Work to be completed: Every line below from the one containing "Locate the brick" through the one containing "Locate the flat" must be transcribed exactly. Omit all lines outside that stretch.

Dataset:
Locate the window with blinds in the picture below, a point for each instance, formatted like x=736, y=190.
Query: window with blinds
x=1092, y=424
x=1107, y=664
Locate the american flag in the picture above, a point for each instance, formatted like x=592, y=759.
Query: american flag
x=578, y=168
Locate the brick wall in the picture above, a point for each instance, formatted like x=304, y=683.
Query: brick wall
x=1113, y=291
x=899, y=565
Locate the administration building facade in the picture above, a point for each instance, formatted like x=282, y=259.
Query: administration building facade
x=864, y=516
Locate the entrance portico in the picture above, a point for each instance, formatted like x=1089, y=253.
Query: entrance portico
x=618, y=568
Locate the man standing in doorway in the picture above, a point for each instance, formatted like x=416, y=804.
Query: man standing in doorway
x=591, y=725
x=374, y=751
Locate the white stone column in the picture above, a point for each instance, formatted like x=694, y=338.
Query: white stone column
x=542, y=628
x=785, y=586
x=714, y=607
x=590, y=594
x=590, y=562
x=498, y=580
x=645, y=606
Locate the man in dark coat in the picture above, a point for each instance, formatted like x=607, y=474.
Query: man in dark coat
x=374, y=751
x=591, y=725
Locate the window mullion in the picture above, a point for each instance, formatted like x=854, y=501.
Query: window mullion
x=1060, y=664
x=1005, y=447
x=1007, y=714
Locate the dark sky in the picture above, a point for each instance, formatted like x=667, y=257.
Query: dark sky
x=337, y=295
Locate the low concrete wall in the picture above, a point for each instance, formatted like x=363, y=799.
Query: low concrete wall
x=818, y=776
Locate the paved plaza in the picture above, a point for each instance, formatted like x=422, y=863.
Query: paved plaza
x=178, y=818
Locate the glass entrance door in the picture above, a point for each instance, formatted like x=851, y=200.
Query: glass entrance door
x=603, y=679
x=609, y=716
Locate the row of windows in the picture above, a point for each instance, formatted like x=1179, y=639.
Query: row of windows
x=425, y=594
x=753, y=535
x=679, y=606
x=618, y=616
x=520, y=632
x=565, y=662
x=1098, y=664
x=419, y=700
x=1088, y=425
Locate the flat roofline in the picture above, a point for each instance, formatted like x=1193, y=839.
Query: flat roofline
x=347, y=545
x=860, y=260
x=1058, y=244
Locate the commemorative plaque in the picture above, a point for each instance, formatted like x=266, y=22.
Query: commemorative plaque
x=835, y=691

Written reply:
Locate the brick wall in the picture above, a point for each instance, formatted like x=304, y=683.
Query: brick wall
x=1113, y=291
x=899, y=565
Locate the administration building facade in the picture above, a point for each instance, formatted like x=282, y=259.
Query: administration building facade
x=864, y=516
Locate the entrance portico in the picture above, a point for each instance, formatted like x=1089, y=253.
Query: entrance portico
x=618, y=568
Locate the man standing in doorway in the picture above, a point for each instance, formatted like x=416, y=804.
Query: man standing in doorway
x=591, y=725
x=374, y=751
Locate the white stone column in the picture above, a point for each instance, formatted like x=694, y=338.
Query: white stone column
x=542, y=628
x=785, y=586
x=714, y=607
x=590, y=594
x=590, y=562
x=498, y=580
x=645, y=606
Locate the man in dark coat in the picture above, a point for each instance, formatted like x=607, y=474.
Query: man in dark coat
x=374, y=751
x=591, y=725
Locate the window mullion in the picture above, a point for each instance, formatted like x=854, y=501.
Query: window mullion
x=1060, y=664
x=1005, y=447
x=1007, y=714
Locate the dark sky in the picture above, a point for each instance, formatted like x=667, y=257.
Query: dark sky
x=337, y=295
Locate the low concrete wall in the picture above, a point for each instance, formatted like x=363, y=799.
Query: low concrete wall
x=818, y=776
Locate the paved plaza in the picture above, a point for each instance, formatted like x=422, y=863.
Query: paved plaza
x=178, y=818
Locate the glass entrance door in the picture above, a point for each instance, formatted like x=851, y=200.
Query: glass entrance door
x=603, y=679
x=609, y=716
Locate the row of windows in the picture above, a point for each instance, formatted like x=1179, y=639.
Query: row of windows
x=425, y=594
x=753, y=535
x=679, y=606
x=618, y=616
x=520, y=632
x=565, y=662
x=1098, y=664
x=419, y=700
x=1088, y=425
Locate the flat roofline in the picture above, a point for each instance, formatted like x=1193, y=839.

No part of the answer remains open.